▶ **Exercise instructions**
Using the article on medical screening, answer these questions:
1. What date appears in the article's byline?
2. What are screening tests considered to be?
3. Which two tests has the author never let anyone check?

▶ **Passage for review**
-- Opening Marker --
At Risk: The True and False Promises of Medical Screening

One doctor takes a controversial stance on routine medical screenings.

ByABC News
September 25, 2008, 3:37 PM

Sept. 26, 2008— -- Most of us believe that when a doctor orders screening tests, that's a serious step toward keeping illness at bay. The screening test can find factors that place us at risk for diseases we might develop in the future or find hidden diseases. In either case, we will be treated.

Screening tests are considered a triumph of modern public health medicine. I only wish it was that straightforward.

It turns out that many of the commonly recommended screening tests fall far short on this promise. They fall so far short that no one should have them without first discussing them with their doctor.

If you are not convinced you will be advantaged by having the test, why bother?

Let me illustrate this with three of the commonly recommended tests. I will explain why I have never let anyone check my cholesterol or my PSA, and why I have submitted to colonoscopy once, and never again.
-- Closing Marker --
▶ **Dataset entries**
-- Opening Marker --
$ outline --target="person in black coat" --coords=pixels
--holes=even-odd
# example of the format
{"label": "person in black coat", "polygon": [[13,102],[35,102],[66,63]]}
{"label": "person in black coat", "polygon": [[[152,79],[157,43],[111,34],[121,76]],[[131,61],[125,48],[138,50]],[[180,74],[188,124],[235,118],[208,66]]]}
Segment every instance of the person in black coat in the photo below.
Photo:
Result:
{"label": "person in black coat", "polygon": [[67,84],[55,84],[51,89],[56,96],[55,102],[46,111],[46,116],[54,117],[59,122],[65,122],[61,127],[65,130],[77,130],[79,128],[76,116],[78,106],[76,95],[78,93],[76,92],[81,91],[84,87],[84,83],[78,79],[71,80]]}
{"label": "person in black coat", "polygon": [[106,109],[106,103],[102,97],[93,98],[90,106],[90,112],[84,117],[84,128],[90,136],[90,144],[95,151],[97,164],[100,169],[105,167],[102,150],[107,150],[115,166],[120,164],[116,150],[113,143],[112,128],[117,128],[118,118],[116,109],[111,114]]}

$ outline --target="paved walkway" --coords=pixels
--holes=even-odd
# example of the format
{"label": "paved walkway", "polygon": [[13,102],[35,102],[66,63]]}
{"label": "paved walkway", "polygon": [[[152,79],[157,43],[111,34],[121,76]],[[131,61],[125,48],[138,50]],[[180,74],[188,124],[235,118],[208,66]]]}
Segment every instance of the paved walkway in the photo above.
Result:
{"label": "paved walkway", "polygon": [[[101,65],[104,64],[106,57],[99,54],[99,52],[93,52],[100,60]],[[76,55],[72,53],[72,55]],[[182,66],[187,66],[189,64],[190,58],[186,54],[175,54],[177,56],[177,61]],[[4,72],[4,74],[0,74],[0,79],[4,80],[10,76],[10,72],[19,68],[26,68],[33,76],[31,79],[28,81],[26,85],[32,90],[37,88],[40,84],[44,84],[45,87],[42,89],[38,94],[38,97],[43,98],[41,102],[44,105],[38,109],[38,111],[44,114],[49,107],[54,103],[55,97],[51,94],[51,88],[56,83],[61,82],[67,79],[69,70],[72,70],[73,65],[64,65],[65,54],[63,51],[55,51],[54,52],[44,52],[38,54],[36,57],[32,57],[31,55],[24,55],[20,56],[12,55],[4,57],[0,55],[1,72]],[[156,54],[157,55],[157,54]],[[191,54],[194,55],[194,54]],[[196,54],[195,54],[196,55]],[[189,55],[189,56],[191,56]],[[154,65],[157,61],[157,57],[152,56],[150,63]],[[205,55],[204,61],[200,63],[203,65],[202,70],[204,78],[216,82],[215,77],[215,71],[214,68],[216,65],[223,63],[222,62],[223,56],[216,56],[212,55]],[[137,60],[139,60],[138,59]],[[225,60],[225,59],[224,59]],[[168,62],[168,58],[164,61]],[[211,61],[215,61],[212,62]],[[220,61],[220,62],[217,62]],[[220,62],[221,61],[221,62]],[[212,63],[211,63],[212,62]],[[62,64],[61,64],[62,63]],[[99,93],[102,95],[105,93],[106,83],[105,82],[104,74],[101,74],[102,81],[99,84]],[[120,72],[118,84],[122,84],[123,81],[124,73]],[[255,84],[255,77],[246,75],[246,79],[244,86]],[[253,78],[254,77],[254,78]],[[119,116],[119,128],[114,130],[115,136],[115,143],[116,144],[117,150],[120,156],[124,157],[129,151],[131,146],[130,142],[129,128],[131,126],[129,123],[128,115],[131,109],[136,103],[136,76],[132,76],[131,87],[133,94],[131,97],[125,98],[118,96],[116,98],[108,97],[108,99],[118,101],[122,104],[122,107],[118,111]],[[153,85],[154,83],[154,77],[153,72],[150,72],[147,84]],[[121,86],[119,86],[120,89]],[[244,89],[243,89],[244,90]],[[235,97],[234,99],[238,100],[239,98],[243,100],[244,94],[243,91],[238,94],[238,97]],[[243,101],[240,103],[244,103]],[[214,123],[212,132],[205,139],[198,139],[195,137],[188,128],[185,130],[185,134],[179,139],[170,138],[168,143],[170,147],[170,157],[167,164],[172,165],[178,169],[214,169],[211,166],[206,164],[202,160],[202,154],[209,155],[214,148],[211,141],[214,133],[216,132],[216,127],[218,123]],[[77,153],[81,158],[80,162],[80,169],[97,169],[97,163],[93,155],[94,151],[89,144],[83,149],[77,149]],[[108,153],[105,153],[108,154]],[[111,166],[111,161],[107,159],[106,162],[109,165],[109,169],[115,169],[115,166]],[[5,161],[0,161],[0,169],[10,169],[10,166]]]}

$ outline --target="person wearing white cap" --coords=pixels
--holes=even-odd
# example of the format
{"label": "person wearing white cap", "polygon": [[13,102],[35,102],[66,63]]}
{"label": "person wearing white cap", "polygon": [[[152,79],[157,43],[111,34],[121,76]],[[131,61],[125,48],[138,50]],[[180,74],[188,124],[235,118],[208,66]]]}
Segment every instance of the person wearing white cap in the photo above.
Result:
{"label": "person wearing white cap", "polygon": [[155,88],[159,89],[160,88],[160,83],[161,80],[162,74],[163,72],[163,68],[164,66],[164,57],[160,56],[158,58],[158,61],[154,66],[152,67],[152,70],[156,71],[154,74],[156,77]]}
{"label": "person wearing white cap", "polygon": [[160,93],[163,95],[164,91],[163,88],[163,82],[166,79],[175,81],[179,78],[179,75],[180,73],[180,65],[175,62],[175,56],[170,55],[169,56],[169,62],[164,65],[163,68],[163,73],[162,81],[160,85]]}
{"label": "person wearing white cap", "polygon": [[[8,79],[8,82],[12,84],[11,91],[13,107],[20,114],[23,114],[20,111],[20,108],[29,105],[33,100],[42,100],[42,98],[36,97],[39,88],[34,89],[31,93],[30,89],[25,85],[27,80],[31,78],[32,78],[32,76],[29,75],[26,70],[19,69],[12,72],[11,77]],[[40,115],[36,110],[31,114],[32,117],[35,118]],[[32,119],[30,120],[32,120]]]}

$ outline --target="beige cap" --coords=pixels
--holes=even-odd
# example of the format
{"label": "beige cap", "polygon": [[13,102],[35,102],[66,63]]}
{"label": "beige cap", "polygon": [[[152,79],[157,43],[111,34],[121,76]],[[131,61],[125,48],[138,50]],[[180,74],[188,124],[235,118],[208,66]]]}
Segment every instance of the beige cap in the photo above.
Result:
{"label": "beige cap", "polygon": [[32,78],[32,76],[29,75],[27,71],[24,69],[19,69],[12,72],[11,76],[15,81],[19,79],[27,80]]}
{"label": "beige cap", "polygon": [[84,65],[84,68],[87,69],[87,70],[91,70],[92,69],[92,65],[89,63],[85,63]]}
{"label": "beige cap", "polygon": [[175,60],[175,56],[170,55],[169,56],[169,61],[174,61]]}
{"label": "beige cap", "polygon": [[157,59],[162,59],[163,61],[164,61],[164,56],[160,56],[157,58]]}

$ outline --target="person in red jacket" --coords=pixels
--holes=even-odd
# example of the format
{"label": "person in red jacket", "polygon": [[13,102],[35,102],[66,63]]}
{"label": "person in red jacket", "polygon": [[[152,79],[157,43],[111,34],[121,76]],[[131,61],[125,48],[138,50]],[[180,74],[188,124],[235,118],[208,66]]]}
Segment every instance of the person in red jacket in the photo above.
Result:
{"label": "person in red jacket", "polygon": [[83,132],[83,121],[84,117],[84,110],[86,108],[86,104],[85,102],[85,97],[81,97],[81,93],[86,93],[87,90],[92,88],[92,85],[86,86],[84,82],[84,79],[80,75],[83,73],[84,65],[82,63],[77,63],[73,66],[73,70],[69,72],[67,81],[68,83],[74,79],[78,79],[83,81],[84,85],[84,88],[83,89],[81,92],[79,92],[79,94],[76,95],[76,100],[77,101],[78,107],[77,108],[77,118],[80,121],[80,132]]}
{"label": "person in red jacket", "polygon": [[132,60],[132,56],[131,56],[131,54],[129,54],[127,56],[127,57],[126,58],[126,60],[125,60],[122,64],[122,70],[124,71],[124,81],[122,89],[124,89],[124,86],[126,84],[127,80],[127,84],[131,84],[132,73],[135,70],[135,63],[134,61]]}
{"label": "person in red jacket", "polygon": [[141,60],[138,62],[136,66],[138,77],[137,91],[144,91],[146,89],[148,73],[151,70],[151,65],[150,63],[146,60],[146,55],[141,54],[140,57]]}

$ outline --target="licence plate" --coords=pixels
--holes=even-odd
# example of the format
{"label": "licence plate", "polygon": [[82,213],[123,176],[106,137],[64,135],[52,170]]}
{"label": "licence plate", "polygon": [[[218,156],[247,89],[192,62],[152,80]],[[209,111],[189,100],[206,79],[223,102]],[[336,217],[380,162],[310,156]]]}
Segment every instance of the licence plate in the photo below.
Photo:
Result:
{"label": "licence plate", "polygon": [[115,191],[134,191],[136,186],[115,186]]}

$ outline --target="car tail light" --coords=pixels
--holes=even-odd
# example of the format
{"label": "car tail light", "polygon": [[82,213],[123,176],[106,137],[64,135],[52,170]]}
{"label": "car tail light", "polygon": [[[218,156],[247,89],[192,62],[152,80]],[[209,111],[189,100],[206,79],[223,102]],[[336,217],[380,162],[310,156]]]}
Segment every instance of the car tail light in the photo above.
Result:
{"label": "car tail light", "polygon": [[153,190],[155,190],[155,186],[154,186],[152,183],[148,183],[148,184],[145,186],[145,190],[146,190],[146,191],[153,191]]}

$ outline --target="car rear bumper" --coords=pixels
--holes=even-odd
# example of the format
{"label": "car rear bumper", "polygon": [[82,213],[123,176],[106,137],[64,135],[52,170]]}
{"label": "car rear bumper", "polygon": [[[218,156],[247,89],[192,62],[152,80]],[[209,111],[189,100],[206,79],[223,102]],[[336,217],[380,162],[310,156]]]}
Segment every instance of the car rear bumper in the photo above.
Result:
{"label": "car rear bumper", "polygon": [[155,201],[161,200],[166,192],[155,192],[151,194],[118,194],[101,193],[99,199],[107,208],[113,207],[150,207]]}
-- Closing Marker --
-- Opening Marker --
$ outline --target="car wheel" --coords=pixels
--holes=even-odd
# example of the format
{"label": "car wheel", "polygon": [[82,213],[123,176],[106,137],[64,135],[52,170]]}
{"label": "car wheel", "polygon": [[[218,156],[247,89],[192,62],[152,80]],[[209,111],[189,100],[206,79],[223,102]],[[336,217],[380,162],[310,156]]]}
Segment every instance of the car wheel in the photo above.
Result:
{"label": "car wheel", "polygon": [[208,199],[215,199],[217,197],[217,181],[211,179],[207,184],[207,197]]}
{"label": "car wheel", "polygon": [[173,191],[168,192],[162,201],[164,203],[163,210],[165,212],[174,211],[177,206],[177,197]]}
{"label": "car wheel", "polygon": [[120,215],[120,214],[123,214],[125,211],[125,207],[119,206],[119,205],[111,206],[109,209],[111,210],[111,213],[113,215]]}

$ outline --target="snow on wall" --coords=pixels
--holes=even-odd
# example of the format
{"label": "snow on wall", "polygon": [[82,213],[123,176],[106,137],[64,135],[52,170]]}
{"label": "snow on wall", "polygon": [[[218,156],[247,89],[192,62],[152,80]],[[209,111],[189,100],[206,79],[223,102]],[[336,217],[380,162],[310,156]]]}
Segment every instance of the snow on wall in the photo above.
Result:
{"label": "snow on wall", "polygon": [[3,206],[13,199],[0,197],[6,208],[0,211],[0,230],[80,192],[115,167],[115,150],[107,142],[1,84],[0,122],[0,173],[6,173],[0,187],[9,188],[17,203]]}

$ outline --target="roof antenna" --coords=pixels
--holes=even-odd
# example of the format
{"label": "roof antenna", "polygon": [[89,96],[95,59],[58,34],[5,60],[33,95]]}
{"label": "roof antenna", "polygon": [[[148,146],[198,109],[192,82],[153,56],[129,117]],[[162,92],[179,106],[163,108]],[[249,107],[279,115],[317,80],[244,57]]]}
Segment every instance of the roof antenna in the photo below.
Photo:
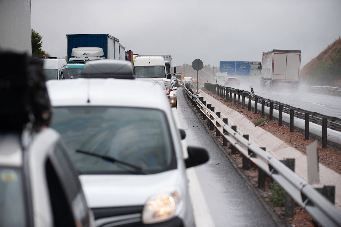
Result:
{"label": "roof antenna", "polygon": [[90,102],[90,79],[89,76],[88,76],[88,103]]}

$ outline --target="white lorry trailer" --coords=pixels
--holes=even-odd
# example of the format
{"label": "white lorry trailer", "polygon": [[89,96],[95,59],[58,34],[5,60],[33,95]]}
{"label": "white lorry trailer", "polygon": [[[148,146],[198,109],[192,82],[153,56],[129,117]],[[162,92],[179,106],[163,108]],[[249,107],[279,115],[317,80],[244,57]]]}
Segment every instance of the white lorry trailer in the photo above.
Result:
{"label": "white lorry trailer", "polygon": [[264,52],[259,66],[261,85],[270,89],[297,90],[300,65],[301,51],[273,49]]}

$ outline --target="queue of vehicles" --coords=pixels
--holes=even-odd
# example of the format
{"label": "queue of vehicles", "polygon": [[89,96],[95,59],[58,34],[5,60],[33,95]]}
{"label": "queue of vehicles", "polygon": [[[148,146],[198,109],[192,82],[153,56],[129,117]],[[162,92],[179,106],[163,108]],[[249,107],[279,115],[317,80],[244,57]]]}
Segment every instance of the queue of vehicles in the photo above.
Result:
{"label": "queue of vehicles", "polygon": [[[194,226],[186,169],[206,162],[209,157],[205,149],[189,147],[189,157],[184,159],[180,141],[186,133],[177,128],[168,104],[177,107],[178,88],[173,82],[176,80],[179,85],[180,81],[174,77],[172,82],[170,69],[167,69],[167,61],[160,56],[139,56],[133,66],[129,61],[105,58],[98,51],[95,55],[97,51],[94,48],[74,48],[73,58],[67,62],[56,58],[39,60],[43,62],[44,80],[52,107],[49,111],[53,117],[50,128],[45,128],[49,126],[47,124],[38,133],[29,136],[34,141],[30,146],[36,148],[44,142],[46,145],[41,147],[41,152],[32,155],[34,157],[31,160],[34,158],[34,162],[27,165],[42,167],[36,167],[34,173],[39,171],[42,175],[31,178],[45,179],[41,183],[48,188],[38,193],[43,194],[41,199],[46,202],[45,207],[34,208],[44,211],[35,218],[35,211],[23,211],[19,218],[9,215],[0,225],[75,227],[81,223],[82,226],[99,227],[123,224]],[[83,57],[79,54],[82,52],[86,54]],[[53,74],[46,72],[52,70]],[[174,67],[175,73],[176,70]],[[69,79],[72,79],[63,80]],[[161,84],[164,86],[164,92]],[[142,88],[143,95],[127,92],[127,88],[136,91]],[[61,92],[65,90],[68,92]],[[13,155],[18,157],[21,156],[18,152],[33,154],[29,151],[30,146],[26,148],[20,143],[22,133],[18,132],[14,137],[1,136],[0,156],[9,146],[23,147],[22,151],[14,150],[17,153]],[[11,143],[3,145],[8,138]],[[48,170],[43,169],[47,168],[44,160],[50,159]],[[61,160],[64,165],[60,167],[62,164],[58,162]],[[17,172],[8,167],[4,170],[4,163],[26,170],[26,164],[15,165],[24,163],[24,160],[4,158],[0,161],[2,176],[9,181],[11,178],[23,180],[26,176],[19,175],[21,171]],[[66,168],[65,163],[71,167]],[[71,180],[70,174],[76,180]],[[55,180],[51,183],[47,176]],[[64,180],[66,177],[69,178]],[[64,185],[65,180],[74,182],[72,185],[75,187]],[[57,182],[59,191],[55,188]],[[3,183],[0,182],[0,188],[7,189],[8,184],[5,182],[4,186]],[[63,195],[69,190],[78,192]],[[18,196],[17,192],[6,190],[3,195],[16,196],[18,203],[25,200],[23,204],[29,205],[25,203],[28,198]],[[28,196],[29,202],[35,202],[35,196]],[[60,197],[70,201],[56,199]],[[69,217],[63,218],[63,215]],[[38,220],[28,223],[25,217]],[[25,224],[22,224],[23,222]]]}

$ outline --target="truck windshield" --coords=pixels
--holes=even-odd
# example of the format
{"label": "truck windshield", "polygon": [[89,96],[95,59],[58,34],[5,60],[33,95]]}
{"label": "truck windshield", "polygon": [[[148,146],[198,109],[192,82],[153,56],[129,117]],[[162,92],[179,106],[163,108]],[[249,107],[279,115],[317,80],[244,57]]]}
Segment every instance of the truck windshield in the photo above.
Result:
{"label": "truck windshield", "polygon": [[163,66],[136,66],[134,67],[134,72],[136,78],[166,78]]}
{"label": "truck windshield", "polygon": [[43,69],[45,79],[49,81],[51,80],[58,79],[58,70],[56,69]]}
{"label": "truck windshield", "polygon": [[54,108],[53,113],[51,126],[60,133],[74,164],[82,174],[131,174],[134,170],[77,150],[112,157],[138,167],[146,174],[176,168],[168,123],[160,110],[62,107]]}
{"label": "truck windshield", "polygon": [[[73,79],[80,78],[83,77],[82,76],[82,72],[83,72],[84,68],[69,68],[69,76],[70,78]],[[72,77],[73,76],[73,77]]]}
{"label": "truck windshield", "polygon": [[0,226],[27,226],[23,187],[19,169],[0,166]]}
-- Closing Marker --
-- Opening Marker --
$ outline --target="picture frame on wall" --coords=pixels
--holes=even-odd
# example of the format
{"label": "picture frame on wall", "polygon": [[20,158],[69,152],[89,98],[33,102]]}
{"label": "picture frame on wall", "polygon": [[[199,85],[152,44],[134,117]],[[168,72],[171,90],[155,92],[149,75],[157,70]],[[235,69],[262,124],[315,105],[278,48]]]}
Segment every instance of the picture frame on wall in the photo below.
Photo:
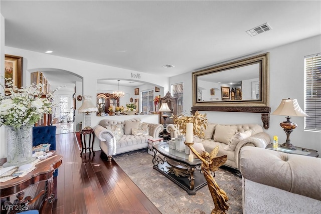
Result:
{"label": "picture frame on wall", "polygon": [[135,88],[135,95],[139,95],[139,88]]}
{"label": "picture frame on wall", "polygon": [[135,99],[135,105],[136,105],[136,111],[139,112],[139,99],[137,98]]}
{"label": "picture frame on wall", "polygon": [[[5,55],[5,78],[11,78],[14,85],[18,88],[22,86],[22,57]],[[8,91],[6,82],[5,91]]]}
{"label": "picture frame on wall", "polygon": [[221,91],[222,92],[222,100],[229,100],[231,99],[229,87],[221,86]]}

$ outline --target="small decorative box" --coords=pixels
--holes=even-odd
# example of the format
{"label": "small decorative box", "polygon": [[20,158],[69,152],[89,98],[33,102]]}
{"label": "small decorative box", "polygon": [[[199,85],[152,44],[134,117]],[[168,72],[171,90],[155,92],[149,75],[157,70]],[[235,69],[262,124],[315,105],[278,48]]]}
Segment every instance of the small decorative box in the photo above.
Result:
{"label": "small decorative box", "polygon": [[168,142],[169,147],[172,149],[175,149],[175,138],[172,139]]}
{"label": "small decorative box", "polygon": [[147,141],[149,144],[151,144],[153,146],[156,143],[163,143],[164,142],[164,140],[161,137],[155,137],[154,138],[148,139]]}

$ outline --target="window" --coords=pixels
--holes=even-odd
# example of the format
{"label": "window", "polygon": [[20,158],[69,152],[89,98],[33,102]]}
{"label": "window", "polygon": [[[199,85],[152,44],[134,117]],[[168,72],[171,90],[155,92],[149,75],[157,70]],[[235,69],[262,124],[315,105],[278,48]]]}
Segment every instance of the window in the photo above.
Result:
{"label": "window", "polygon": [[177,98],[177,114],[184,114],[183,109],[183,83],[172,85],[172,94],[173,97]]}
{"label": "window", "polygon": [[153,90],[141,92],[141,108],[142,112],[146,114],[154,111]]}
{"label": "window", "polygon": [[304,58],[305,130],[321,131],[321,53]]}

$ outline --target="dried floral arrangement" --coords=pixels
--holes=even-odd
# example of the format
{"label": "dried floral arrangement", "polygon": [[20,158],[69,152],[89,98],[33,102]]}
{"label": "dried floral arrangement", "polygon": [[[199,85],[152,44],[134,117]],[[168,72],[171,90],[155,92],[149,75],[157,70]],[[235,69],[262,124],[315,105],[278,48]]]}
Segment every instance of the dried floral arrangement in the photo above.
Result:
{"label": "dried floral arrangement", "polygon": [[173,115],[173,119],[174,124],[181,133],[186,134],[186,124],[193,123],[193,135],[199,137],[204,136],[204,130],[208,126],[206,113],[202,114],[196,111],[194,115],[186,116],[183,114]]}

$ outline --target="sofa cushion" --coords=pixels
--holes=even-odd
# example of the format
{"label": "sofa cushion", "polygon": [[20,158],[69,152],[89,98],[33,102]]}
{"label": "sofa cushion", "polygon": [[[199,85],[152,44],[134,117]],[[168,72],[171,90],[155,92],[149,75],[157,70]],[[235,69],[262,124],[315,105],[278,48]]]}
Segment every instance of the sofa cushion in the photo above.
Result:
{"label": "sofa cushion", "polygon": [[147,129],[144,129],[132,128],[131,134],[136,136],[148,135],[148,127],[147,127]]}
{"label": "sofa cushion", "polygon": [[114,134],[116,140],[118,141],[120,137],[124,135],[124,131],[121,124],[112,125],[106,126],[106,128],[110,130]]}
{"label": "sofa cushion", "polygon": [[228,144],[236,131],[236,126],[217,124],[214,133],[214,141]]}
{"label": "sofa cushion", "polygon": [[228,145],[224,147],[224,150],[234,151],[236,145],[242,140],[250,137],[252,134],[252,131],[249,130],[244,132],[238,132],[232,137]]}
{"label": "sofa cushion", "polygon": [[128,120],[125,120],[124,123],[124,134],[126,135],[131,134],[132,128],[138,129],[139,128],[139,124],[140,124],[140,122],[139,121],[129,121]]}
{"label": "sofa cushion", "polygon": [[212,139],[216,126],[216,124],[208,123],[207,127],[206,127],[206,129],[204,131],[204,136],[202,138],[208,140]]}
-- Closing Marker --
▶ **Exercise answer**
1. September 25, 2008
2. A triumph of modern public health medicine
3. Cholesterol and PSA